#### [Supplied records]
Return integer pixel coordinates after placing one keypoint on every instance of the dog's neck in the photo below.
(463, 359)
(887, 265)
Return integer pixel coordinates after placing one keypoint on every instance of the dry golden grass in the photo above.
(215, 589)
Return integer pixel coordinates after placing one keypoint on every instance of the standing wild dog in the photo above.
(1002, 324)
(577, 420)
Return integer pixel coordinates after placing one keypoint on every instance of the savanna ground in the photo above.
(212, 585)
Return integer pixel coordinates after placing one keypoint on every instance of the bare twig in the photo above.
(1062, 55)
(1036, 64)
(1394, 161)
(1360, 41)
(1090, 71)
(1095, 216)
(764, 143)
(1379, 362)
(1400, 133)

---

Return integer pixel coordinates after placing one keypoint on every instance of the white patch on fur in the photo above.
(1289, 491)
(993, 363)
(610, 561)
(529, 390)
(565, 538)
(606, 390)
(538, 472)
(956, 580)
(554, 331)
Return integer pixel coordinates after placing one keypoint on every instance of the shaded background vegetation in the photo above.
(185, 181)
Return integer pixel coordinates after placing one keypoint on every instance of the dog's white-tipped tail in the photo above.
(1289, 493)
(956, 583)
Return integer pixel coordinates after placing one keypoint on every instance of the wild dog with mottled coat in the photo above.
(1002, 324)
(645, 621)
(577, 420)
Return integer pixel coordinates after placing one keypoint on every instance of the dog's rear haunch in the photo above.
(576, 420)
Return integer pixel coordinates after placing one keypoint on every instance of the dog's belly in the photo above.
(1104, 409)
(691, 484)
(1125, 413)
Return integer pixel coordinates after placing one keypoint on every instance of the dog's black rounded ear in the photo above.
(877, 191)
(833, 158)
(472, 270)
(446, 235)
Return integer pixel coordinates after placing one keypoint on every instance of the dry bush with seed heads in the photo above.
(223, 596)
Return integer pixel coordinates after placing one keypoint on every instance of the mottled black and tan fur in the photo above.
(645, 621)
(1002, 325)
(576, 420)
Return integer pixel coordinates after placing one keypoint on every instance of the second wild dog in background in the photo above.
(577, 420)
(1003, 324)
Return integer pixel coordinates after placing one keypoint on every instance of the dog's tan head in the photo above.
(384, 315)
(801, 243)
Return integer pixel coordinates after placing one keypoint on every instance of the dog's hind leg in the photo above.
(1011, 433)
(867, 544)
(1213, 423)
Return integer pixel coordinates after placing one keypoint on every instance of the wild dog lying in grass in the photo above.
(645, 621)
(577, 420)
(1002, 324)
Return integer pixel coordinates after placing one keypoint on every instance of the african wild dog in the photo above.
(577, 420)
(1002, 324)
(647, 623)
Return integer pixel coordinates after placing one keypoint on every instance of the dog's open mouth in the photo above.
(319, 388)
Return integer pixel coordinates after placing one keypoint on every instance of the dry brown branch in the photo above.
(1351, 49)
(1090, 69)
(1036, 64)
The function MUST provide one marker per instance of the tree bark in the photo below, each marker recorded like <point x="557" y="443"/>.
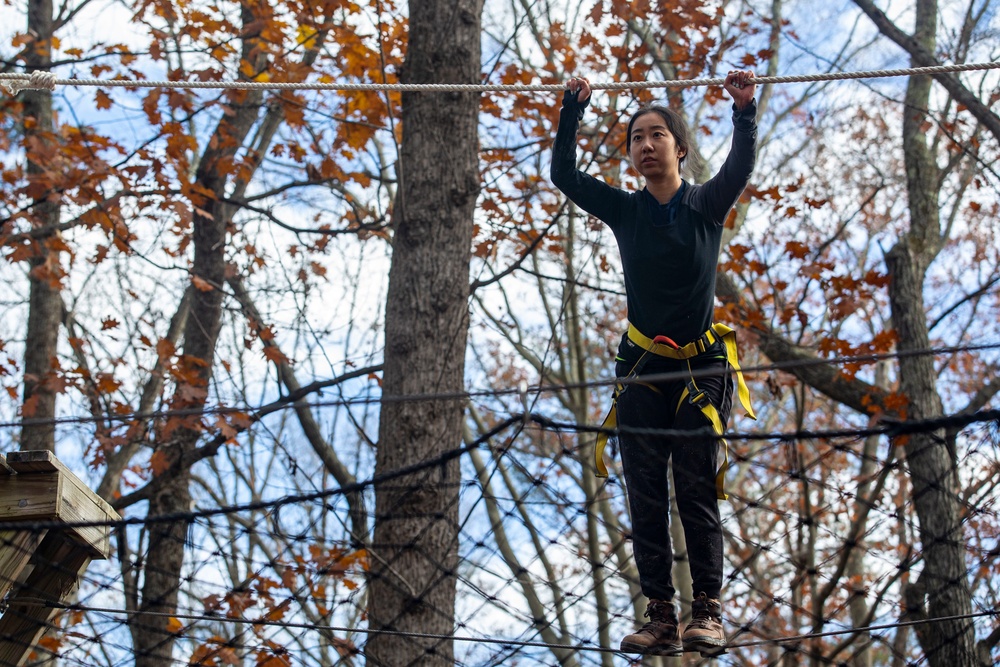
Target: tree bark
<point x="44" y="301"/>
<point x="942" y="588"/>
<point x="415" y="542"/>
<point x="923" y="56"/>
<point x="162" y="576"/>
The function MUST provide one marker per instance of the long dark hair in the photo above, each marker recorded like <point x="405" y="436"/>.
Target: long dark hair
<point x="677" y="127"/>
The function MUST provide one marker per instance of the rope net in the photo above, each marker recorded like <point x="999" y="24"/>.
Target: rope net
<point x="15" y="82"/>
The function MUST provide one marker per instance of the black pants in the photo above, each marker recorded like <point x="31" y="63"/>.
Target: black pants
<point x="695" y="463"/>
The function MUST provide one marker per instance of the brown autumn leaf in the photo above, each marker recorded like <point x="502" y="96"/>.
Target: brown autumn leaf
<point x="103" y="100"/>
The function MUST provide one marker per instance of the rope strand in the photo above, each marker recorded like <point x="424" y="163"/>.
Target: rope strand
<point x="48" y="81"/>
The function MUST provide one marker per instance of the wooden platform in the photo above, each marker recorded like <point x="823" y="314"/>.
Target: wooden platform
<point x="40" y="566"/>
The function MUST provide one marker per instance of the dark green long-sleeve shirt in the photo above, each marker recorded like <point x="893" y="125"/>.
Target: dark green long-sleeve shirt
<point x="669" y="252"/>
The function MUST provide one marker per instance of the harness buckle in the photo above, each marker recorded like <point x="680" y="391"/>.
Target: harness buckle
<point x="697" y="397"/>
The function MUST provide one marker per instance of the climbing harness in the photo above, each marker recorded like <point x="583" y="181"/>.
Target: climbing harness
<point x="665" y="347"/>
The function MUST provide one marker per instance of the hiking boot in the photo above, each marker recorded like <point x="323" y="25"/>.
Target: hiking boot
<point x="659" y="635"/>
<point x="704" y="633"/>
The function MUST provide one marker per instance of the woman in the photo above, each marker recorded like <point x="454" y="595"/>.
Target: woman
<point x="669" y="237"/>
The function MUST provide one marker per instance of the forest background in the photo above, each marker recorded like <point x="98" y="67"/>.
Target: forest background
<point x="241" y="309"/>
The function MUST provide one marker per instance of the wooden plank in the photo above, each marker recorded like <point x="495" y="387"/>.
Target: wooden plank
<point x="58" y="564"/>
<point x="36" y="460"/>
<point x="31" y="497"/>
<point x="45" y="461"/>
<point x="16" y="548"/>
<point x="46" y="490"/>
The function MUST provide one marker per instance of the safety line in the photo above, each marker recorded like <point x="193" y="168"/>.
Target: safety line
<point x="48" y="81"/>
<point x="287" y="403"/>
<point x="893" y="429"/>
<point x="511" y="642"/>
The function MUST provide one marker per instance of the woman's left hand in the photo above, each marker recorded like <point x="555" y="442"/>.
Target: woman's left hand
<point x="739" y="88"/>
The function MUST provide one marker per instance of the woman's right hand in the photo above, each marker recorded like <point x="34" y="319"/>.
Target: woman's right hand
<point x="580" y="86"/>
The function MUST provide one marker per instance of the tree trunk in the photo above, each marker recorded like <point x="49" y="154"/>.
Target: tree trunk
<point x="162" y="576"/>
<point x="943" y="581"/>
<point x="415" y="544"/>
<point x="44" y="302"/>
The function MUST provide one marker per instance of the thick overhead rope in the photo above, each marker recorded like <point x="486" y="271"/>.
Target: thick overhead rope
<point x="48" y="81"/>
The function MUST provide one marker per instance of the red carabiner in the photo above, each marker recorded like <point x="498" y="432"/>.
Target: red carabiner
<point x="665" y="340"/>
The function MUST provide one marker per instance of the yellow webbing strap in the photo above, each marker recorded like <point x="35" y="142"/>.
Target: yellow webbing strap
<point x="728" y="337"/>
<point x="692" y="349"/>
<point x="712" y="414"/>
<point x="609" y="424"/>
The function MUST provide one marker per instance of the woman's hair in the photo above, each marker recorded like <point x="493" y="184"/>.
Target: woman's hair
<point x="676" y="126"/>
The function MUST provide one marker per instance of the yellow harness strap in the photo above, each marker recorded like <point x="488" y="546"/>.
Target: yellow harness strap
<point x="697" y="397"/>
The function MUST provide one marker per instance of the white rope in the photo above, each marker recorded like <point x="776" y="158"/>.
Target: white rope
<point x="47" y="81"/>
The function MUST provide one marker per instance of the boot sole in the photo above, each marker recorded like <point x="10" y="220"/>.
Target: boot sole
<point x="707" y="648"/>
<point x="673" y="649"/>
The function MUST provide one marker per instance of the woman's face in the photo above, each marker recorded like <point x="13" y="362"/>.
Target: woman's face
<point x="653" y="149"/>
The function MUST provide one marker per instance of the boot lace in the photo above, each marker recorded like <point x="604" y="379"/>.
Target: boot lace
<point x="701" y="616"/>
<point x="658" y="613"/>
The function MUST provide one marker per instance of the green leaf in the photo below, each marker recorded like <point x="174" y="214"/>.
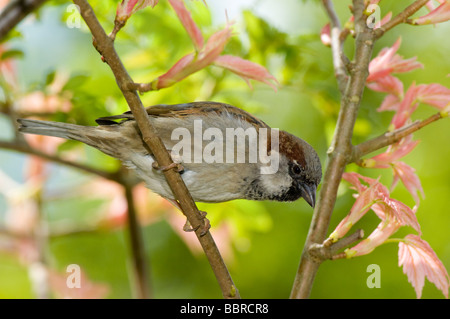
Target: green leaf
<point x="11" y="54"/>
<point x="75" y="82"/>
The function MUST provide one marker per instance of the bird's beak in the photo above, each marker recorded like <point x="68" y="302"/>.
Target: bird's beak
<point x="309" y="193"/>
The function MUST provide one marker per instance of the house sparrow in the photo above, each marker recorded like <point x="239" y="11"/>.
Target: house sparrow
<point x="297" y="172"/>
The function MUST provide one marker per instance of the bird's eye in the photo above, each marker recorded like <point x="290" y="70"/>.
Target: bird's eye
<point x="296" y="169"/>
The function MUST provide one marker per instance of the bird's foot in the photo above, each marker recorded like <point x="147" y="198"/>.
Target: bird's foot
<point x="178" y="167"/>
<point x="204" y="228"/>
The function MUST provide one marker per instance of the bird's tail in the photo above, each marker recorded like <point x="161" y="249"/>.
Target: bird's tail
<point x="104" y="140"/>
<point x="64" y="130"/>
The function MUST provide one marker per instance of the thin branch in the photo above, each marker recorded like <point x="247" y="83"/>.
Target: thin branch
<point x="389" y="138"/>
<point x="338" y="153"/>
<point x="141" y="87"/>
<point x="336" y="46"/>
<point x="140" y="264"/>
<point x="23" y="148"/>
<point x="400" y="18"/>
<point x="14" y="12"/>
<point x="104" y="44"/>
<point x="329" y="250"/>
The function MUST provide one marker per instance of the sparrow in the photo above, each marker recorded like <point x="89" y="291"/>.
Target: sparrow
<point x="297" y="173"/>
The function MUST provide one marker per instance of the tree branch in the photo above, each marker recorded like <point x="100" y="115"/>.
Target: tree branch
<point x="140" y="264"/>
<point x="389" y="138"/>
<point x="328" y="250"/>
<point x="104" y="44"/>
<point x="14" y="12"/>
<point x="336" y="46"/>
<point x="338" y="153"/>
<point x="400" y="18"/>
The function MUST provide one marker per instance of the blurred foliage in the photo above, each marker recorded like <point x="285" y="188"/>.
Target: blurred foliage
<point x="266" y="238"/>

#### [What to work on]
Output only an exact transcription of the lines above from the one with "Target: woman's hair" up to and including the one with "the boot sole".

#### [Output for this task]
Target: woman's hair
<point x="676" y="126"/>
The function MUST provide one marker per instance of the yellow harness strap in the photo above, each marker recorded like <point x="488" y="546"/>.
Target: yellow harness strap
<point x="697" y="397"/>
The function MUST provide one marker per instance of the white rope in the photo above, each marker recorded like <point x="776" y="158"/>.
Target: white rope
<point x="47" y="81"/>
The function MUST provide one marker per instance of the boot sole in the photo above, each marker recorded like <point x="10" y="220"/>.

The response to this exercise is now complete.